Dataset items

****************

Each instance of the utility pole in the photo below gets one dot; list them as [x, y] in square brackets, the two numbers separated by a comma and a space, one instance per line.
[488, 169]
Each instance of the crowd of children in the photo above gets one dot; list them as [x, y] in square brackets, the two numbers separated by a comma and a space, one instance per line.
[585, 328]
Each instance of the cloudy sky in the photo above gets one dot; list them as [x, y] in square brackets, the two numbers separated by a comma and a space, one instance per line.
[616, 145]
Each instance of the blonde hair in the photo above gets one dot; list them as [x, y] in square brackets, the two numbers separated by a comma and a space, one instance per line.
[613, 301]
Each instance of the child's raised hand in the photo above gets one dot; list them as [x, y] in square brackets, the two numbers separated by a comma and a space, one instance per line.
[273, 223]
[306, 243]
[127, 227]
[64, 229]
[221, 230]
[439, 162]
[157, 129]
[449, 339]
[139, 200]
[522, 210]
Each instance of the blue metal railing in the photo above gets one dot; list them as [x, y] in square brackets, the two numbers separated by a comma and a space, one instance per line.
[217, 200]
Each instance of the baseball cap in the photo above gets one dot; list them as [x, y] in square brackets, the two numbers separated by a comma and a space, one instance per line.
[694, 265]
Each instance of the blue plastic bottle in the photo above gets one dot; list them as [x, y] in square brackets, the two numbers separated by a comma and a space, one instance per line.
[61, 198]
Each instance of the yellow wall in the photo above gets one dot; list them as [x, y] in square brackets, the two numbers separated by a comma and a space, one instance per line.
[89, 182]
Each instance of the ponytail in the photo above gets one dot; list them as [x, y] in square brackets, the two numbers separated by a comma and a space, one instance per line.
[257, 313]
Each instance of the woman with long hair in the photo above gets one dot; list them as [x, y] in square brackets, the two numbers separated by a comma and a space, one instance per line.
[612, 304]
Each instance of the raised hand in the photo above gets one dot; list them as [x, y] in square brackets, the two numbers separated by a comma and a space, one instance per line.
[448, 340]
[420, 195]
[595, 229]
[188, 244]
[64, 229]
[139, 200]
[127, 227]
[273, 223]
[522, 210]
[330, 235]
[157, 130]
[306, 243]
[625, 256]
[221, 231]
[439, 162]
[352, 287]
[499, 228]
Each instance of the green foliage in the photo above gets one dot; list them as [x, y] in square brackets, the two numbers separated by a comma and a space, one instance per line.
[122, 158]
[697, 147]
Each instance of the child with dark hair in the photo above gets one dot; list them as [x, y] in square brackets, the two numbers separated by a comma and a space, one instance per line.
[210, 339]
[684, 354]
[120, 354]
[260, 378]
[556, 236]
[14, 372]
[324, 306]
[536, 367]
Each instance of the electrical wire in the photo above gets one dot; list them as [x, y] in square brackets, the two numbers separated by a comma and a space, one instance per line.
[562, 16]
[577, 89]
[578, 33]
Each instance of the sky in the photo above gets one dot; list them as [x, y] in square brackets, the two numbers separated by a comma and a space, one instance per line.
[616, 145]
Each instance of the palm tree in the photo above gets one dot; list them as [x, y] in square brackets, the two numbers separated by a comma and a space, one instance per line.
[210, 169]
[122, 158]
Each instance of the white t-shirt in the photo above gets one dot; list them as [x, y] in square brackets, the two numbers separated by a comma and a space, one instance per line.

****************

§ Task brief: Format every row above as a numbered list, leaving out any blank lines.

§ Exercise result:
1. Each instance of the utility pole in the photo below gets one dot; list them as [x, y] in square brackets, the two numbers separated by a comma and a space, one instance per line.
2. [488, 169]
3. Each instance of the crowd of children in the photo above gets one dot; list them as [x, y] in square brackets, the two numbers separated by a comma and a space, one instance per line.
4. [585, 328]
5. Each instance of the cloudy sky in the photo above gets one dot; list them as [x, y] in square brackets, the two numbers separated by a comma and a space, one instance per line.
6. [616, 145]
7. Each instance of the blonde hair in the photo above gets one dot; list them as [x, y] in square brackets, the two numbers separated by a comma and a space, one instance per line.
8. [613, 301]
9. Each instance of the child's raised hand in the photo above gets one dot; list them as [x, y] in square brackets, the two numbers separated by a comma and a space, one instance per line.
10. [273, 223]
11. [306, 243]
12. [127, 227]
13. [64, 229]
14. [221, 230]
15. [439, 162]
16. [157, 129]
17. [449, 339]
18. [139, 200]
19. [522, 210]
20. Each instance of the blue metal railing in the photo above gets one dot; list them as [x, y] in square brackets, the two numbers separated by a comma and a space, one instance per line.
21. [217, 200]
22. Each instance of the baseball cap in the photo above gets one dot; list them as [x, y] in square brackets, the two numbers separated by a comma and a space, one instance per line.
23. [694, 265]
24. Each instance of the blue plastic bottle in the photo above gets one dot; list them as [x, y] in square brackets, the two numbers separated by a comma and a space, one instance per line.
25. [61, 198]
26. Each instance of the yellow wall in the photo above gets one dot; list them as [x, y] in square brackets, the two numbers separated by a comma and a space, one instance per line.
27. [89, 182]
28. Each instance of the ponytail in the photo above gets one dot; list them as [x, y] in square brackets, the two numbers separated by a comma and a space, one instance per line.
29. [257, 313]
30. Each instance of the woman with long hair in the photo above gets one dot; list them as [x, y] in square brackets, the two numbers separated by a comma and a space, one instance per line.
31. [612, 304]
32. Each instance of the raised hand in the photo above gets one dot; list them as [x, y] in square brackets, the two numbers separated by a comma and a space, one instance per line.
33. [448, 340]
34. [420, 195]
35. [595, 229]
36. [188, 244]
37. [64, 229]
38. [139, 200]
39. [127, 227]
40. [273, 223]
41. [522, 210]
42. [330, 235]
43. [157, 130]
44. [306, 243]
45. [625, 256]
46. [221, 231]
47. [439, 162]
48. [352, 287]
49. [499, 228]
50. Each instance of the green foliage in the photo above gets one dot; list them as [x, y] in square brackets, the two numbers separated by a comma and a space, one instance per line.
51. [122, 158]
52. [697, 147]
53. Each instance of the child with dark hair in the photo above gets one dot; list them as [x, y] in square brackets, the two numbers separated by a comma and a space, one instance per line.
54. [210, 339]
55. [684, 354]
56. [120, 354]
57. [260, 378]
58. [556, 236]
59. [14, 372]
60. [324, 306]
61. [536, 367]
62. Each instance of the electrical wire in the photo above gets one dot; list them as [x, y] in square brackets, the two numbers separated by a comma and a space, one instance per line.
63. [562, 16]
64. [577, 89]
65. [578, 33]
66. Each instance of the sky in the photo above gets one dot; list them as [x, y] in square brackets, the two numbers separated by a comma and a space, one instance per line.
67. [616, 145]
68. Each instance of the palm tree in the photo above gets one dot; list them as [x, y] in square brackets, the two numbers separated by a comma and a space, one instance per line.
69. [210, 169]
70. [122, 158]
71. Each instance of the white t-shirt in the photo above gets one dot; list them as [x, y] in square brackets, the two numbers separated by a comma and a space, one instance per line.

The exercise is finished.